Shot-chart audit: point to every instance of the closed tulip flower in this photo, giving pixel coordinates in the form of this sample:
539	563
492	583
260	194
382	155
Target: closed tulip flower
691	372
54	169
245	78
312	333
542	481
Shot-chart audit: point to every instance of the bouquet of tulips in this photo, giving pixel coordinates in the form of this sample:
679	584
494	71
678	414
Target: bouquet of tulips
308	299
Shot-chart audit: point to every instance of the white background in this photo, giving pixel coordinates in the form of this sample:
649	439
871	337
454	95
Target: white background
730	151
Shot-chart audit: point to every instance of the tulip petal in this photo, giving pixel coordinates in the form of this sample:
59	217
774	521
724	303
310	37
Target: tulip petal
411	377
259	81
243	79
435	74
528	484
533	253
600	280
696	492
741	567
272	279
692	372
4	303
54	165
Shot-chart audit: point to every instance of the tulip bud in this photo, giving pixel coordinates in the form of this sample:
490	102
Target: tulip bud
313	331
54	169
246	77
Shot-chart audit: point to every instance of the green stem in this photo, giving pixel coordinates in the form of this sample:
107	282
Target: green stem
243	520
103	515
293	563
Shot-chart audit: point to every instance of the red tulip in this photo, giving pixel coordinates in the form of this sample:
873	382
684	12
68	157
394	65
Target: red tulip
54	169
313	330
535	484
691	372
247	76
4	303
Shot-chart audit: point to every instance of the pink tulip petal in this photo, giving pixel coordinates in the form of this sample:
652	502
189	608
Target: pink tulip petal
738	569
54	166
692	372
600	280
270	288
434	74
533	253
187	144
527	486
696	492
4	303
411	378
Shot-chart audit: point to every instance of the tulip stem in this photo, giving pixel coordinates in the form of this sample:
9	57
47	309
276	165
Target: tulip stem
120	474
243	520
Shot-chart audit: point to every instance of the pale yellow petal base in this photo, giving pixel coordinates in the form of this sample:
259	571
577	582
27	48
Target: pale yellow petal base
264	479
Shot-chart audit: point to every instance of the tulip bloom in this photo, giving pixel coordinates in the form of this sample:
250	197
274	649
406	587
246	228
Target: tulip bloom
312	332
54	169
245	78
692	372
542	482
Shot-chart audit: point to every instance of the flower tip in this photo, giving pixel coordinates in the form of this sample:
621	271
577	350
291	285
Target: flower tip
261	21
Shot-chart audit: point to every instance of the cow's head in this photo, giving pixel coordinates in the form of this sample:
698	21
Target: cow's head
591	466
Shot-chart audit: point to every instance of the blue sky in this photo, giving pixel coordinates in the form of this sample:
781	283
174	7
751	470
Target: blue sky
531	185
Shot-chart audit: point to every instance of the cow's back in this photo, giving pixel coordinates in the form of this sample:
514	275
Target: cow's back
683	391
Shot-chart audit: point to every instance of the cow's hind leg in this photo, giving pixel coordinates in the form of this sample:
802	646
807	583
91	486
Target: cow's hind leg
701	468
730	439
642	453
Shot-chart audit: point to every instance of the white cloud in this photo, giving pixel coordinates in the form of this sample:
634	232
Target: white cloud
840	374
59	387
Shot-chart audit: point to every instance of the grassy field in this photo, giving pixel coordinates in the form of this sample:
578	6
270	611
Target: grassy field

[Action item]: Every record should be printed again exactly as it reads.

[Task solution]:
Shot-chart audit: point to every instance of the closed tulip flower in this photo, giving pixel coordinates in the form of this sample:
539	563
492	583
260	194
382	155
Target: closed tulip flower
691	372
54	169
245	78
312	333
542	481
Shot-chart audit: point to every instance of the bouquet of tulips in this photo, giving pixel coordinates in the form of this sample:
679	584
494	71
678	414
Target: bouquet of tulips
308	299
Shot-chart audit: point to every instance of the white background in this photo, giving pixel coordinates in the form of this sample:
649	439
871	337
454	95
Target: white background
730	151
Shot-chart audit: point to every instance of the tulip petal in this photo, giving pixel coordinates in the form of this sample:
59	217
774	521
724	303
310	37
Target: tulip petal
411	377
259	81
243	79
435	74
528	484
533	253
600	280
696	492
741	567
272	279
692	372
4	303
54	165
Shot-chart audit: point to every instance of the tulip bud in this photo, giving pixel coordinates in the form of this sample:
490	102
Target: tulip bud
313	331
54	169
246	77
Shot-chart audit: point to every instance of the green stem in this photo, giving pixel coordinates in the form of this sample:
107	282
Target: green stem
243	520
103	515
293	563
Shot-chart audit: point to every instance of the red tulip in this photo, giving pixel coordinates in the form of this sample:
873	382
684	12
68	157
394	65
Target: red tulip
54	169
313	330
535	484
691	372
247	76
4	303
Shot-chart audit: point to every instance of the pink tulip petal in this photo, giving pixel coordinates in the form of this sample:
652	502
189	608
Target: pink tulip petal
738	569
54	166
692	372
600	280
270	288
434	74
533	253
187	144
527	486
696	492
4	303
411	378
Shot-chart audit: point to every instance of the tulip stem in this photo, giving pixel coordinates in the form of this sample:
9	57
47	309
276	165
Target: tulip stem
120	474
243	520
Shot-chart audit: point to every instance of the pale yellow petal base in this photo, giving pixel coordinates in the form of this sample:
259	571
577	582
27	48
Target: pale yellow petal base
264	479
Shot-chart audit: point to every instance of the tulip bloom in this photo, giving pixel coordinates in the form of this sample:
250	197
274	649
406	587
246	228
Target: tulip bloom
312	332
54	169
245	78
692	372
542	482
Shot-chart audit: point to every instance of the flower tip in this photo, giving pixel coordinates in the form of this sample:
621	271
577	350
291	285
Target: flower tip
261	21
Shot-chart audit: point to every instance of the cow's head in this photo, giving pixel coordinates in the form of this sample:
698	21
Target: cow's head
591	466
Shot-chart audit: point to every instance of the blue sky in this photo, giving pixel coordinates in the form of this sample:
781	283
174	7
751	470
Target: blue sky
531	185
Shot-chart audit: point to every instance of the cow's back in this photo, giving pixel coordinates in the form of this sample:
514	275
Target: cow's back
683	391
Shot-chart audit: point to every instance of the cow's hind leg in this photo, giving pixel coordinates in the form of this sample:
802	646
807	583
91	486
Target: cow's hind leg
701	468
730	439
642	453
Shot-chart audit: point to every instance of the white cloud in this photo, giving pixel coordinates in the form of this sample:
634	232
Target: white cloud
840	374
59	387
Shot-chart audit: point to every instance of the grassy field in this photo, giving pixel coordinates in the form of this sample:
578	6
270	611
Target: grassy field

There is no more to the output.